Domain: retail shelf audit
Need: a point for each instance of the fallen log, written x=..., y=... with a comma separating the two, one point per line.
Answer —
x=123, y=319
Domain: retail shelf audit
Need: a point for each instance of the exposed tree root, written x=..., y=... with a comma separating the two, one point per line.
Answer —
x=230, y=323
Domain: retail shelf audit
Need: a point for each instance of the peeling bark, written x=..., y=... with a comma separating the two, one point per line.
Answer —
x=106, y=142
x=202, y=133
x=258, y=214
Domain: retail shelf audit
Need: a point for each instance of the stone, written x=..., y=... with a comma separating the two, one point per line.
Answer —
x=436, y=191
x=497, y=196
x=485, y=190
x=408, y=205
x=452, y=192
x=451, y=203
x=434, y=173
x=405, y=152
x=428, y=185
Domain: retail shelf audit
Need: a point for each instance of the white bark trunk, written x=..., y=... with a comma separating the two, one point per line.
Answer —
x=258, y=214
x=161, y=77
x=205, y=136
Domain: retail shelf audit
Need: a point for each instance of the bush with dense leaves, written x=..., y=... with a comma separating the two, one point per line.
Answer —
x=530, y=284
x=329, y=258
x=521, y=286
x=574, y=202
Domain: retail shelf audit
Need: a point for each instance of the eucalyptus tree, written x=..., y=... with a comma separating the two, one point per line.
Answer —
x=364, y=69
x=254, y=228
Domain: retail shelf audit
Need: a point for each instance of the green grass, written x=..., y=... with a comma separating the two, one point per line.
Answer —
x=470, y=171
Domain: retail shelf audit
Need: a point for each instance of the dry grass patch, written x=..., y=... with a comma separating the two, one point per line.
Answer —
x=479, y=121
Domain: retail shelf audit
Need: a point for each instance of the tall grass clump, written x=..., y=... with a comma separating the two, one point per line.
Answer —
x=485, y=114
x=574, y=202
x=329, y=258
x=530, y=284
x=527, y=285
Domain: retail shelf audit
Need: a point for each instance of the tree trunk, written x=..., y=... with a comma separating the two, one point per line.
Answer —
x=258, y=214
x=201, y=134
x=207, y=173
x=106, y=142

Required action — Produce the whole listing again, exactly as it reads above.

Problem solution —
Domain: retail shelf audit
Need: a point for each instance of the fallen log, written x=..., y=... with a comma separating the two, one point per line.
Answer —
x=123, y=319
Domain: retail shelf audit
Need: a point for each instance of the exposed tree root, written x=..., y=... with a comma separating the two, one point per line.
Answer —
x=230, y=323
Domain: retail shelf audit
Need: a point for each instance of the peeling bark, written x=..., y=... with a comma separating the two, one point per line.
Answer —
x=106, y=142
x=202, y=133
x=258, y=214
Domain: retail shelf audit
Need: a point for each instance of the stone, written x=..., y=... with a comma separating the two, one point per line.
Answer —
x=436, y=191
x=497, y=196
x=485, y=190
x=408, y=205
x=452, y=192
x=451, y=203
x=434, y=173
x=405, y=152
x=428, y=185
Domain: retail shelf audit
Need: a point for each instance of the white bark trunk, written x=..., y=... with a comma separating the two, one point per line.
Answer —
x=258, y=214
x=161, y=77
x=205, y=136
Domain: retail shelf audit
Need: a point for each instance of the bush with dense leaves, written x=..., y=... with a comma separating the two, one point per line.
Answer —
x=530, y=284
x=329, y=258
x=521, y=286
x=574, y=202
Domain: retail shelf audit
Need: a point for each instance of the eucalyptus tree, written x=..., y=... with a comma separating the two, one point per line.
Answer —
x=364, y=69
x=254, y=228
Domain: retail shelf audit
Need: a point for each instance of the green grass, written x=..., y=... with a comma separating the two, one point per line.
Answer —
x=470, y=171
Domain: retail shelf audit
Need: a point for each instance of the dry grass patch, written x=..., y=... with a comma separating the two, one point per line.
Answer —
x=479, y=121
Domain: retail shelf audit
Need: a point for each instance of the tall grass clump, written x=..., y=... with a comma separating the two, one point per line.
Answer —
x=485, y=114
x=574, y=202
x=329, y=258
x=530, y=284
x=527, y=285
Domain: retail shelf audit
Need: a point for each instance of the tree trunk, written x=..., y=... with a comma separating the two, one point per line.
Answer —
x=258, y=214
x=201, y=134
x=207, y=173
x=106, y=142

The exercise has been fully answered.